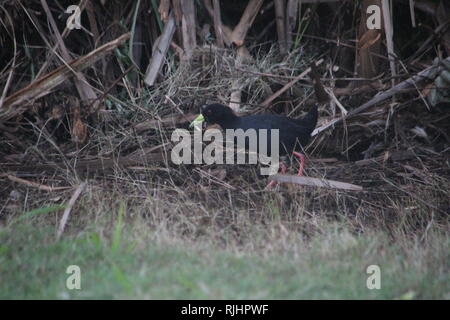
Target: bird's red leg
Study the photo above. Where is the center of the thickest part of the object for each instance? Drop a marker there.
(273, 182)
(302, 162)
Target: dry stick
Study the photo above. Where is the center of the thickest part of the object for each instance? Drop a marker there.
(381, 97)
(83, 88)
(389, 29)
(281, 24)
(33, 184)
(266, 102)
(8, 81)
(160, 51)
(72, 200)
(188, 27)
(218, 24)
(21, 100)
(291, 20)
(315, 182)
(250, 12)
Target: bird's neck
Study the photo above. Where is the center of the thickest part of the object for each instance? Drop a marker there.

....................

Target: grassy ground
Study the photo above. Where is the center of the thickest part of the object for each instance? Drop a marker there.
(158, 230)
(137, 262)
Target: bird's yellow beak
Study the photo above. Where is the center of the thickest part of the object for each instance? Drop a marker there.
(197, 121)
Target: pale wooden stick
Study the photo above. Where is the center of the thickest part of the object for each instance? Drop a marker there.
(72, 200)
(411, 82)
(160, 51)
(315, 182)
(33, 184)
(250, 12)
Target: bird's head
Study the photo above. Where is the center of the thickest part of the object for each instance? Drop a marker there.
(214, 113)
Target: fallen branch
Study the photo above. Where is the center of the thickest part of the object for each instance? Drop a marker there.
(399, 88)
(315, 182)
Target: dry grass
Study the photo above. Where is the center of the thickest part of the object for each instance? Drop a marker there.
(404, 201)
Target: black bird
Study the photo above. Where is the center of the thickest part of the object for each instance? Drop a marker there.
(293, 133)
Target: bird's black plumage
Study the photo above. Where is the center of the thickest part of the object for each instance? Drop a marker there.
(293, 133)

....................

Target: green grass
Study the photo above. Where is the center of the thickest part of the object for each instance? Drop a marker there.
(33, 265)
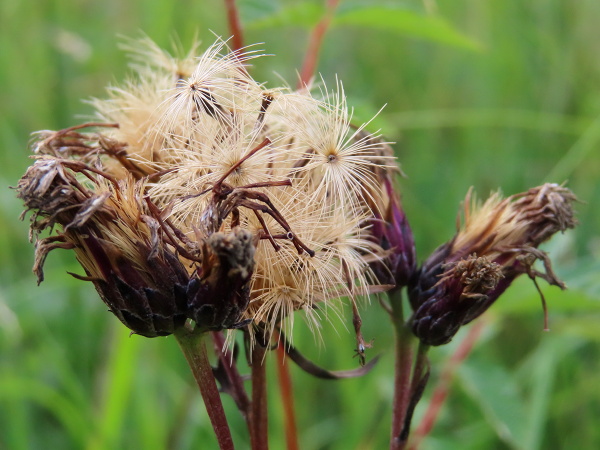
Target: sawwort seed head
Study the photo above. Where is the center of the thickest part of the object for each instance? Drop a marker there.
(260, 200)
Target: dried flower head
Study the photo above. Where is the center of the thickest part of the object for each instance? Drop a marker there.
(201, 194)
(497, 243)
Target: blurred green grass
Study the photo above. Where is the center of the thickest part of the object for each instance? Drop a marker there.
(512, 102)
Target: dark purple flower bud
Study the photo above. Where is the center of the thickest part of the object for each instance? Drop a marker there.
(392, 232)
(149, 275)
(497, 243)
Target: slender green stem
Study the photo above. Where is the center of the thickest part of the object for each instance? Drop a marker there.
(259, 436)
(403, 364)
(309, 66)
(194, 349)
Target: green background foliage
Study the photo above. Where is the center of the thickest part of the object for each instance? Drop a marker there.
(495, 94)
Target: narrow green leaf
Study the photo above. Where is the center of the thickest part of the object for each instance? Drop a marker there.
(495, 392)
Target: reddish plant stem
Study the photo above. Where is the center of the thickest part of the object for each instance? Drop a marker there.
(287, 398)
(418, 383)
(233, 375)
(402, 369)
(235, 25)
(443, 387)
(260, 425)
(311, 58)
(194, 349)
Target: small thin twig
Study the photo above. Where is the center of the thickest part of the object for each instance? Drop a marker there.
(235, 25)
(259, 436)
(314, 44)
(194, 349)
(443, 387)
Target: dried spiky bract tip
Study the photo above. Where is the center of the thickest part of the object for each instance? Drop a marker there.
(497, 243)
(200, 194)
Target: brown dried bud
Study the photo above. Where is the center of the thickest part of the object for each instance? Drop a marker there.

....................

_EXERCISE INSTRUCTIONS_
Each line of the entries that contains the word "head" should be listed.

_RESPONSE TO THE EXERCISE_
Target: bird's head
Target: sawwort seed head
Target: dried flower head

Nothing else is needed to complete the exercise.